## [Required work]
Select every line of the records below that contains the word "window", and copy those lines.
=== Task inputs ===
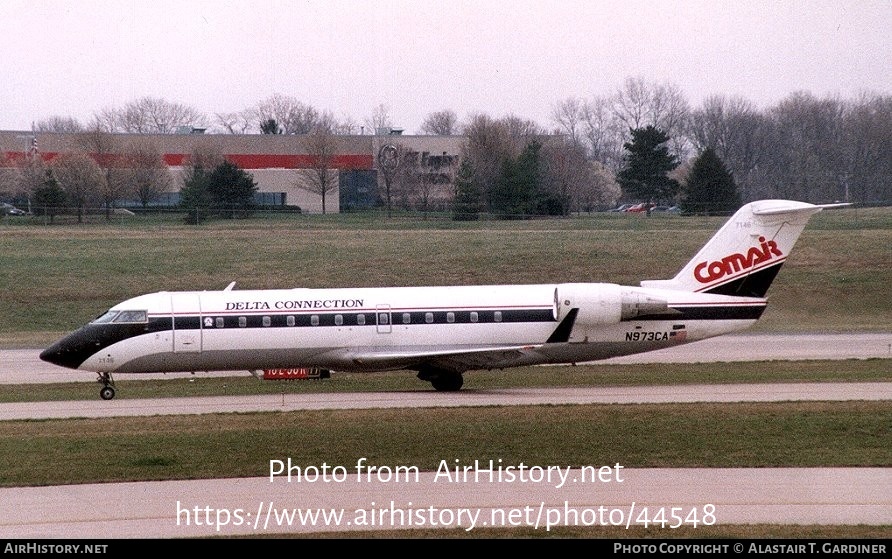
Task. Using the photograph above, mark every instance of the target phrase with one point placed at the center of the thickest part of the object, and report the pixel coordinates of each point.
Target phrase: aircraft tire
(448, 382)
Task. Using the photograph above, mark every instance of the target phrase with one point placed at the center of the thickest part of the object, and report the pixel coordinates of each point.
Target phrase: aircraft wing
(457, 359)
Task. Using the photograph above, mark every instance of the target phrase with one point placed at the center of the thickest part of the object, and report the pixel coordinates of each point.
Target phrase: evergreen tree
(468, 201)
(49, 197)
(232, 190)
(710, 186)
(517, 192)
(195, 196)
(648, 162)
(270, 126)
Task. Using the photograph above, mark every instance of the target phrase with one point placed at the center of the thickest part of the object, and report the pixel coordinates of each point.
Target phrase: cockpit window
(107, 317)
(131, 317)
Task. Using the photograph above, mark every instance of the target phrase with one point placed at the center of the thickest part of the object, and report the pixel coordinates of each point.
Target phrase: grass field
(56, 277)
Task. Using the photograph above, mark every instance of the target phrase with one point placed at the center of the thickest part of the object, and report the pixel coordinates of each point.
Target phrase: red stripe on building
(244, 161)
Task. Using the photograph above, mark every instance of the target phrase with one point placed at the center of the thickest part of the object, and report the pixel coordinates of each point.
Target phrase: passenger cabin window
(108, 316)
(133, 317)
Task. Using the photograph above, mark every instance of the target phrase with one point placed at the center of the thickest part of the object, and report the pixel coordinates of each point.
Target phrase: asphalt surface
(385, 496)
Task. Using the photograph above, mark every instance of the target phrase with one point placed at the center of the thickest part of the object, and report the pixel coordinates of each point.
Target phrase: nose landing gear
(107, 392)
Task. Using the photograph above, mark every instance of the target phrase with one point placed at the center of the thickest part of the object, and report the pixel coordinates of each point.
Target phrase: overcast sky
(499, 57)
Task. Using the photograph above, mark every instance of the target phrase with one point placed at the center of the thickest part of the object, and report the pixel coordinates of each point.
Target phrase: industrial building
(281, 165)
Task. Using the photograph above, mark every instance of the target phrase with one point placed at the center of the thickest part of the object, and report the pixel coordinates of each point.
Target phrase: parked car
(638, 208)
(620, 208)
(9, 209)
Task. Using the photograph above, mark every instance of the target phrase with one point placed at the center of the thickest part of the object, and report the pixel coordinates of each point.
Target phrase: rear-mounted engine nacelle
(605, 303)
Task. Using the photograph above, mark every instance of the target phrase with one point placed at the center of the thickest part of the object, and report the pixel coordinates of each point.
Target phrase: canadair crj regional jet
(441, 332)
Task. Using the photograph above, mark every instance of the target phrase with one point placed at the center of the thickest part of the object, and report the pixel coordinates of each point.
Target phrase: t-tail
(745, 255)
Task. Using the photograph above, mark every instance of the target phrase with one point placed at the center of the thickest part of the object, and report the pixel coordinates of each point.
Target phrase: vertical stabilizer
(745, 255)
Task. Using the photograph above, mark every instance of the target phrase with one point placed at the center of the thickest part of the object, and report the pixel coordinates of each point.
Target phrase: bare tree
(639, 104)
(322, 146)
(868, 149)
(149, 115)
(569, 115)
(80, 177)
(604, 133)
(735, 130)
(380, 119)
(104, 149)
(240, 122)
(293, 116)
(144, 172)
(440, 123)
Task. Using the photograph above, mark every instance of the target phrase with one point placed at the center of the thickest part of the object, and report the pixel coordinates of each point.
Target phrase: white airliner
(441, 332)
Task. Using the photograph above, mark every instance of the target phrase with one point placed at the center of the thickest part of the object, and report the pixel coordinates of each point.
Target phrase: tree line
(644, 142)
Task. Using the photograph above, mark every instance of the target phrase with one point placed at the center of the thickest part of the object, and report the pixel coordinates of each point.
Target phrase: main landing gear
(107, 392)
(443, 380)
===
## [Task response]
Target phrase: cockpit window
Target phrase: passenger cabin window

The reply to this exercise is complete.